▸ **EXTRACT TO READ**:
== Segment start ==
It's a remarkable feature that allows you to remember your first driving lessons as hell on Earth and then wonder how you ever found it so difficult. It's then applied to even more complex abilities such as playing an instrument, or learning a new language, or in this case, speaking on your feet.

Imagine a technique that could, in the space of a week help you crush that fear of speaking in public, or perhaps you suffer from a stutter and it turns out that with the right therapy it could be cured.

These are -- as is usually the case in the field of neuroscience -- just dreams at the moment. The team know they're the blunt instrument, crushing through the ground and laying the foundations.

"FMRI gives you really nice spatial information, good information about the anatomy, which parts of the brain are active or lighting up as you do these tasks. It’s really poor with respect to time. All the signals are coming through the blood flow, whereas neuronal activity is happening in a matter of milliseconds," says Devlin.

What they can do though is see the broader strokes. By putting the grey cells under such strain the team are painting a picture with bright colours; the more activity, the more 'noise' there is, the easier it'll be to measure brain activity.

So far the team have used famous comedians but they hope to add politicians and barristers into the fold as well as academics, journalists (yours truly) and of course members of the general public.

The experiment will be finished in March at which point the team will look at the findings and submit them for publishing.

Devlin admits that more could be done, but that at the moment, technology is working against them.
== Segment end ==
▸ **WORK INSTRUCTIONS**:
1) Answer these questions from the passage on the public-speaking brain study.
(a) In what month will the experiment be finished?
(b) What does Devlin say FMRI is really poor with respect to?
(c) What kind of people has the team used so far?
2) Repeat the passage on the public-speaking brain study from "So far the team" up to and including "them for publishing.".
3) Give what follows the last sentence of the passage on the public-speaking brain study.

Phrase grounding data:
== Segment start ==
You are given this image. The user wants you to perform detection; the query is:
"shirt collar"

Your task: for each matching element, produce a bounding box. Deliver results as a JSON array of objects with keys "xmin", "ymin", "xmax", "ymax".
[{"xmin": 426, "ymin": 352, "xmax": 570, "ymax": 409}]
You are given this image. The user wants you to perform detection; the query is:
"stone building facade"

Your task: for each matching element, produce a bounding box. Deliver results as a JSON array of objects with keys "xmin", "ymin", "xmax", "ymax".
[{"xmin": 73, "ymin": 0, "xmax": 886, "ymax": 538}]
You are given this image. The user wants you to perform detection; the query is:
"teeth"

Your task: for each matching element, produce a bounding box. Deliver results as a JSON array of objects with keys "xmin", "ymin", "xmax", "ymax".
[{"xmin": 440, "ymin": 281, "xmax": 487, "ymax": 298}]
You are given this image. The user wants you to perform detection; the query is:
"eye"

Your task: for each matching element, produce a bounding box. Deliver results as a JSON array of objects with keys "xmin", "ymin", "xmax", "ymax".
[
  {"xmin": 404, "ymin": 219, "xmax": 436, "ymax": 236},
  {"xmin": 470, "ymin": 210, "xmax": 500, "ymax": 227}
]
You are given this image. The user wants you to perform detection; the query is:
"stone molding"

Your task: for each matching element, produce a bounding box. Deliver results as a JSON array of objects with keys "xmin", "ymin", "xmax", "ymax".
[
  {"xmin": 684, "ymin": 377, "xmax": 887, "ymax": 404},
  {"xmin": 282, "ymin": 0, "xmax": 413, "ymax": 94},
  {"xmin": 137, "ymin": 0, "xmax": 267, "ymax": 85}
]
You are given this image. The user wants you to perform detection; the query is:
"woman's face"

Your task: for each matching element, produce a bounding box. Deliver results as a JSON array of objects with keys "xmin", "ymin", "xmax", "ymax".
== Segment end ==
▸ **YOUR RESPONSES**:
1)
(a) March
(b) Time
(c) Famous comedians

2)
So far the team have used famous comedians but they hope to add politicians and barristers into the fold as well as academics, journalists (yours truly) and of course members of the general public.

The experiment will be finished in March at which point the team will look at the findings and submit them for publishing.

3)
"At the moment the best we can do is put someone into an FMRI scanner, take them out and then put them into an MEG scanner and basically do the same experiment which really isn’t the same. It’s not the same as doing it all at once, ultimately I suspect that somebody’s going to come up with something much cleverer than FMRI that’s going to make this seem like we’re hunting with bow and arrows."

Until then however they're going to have to make do with MRI, and me. How did I do? Well after a lucky start my performance took a nosedive in the second round, and I'm now struggling say anything of consequence about the third. It has reached the point where I'm almost looking at myself in third-person, desperately talking about anything and nothing all in the name of making sure I never once make the noise 'Errr'.

For the team my grumbling rambles were probably nothing more than mildly entertaining, instead the real show starts when the scans are complete and the trawling begins, searching for a pattern of sparks that show actually, it's not just luck.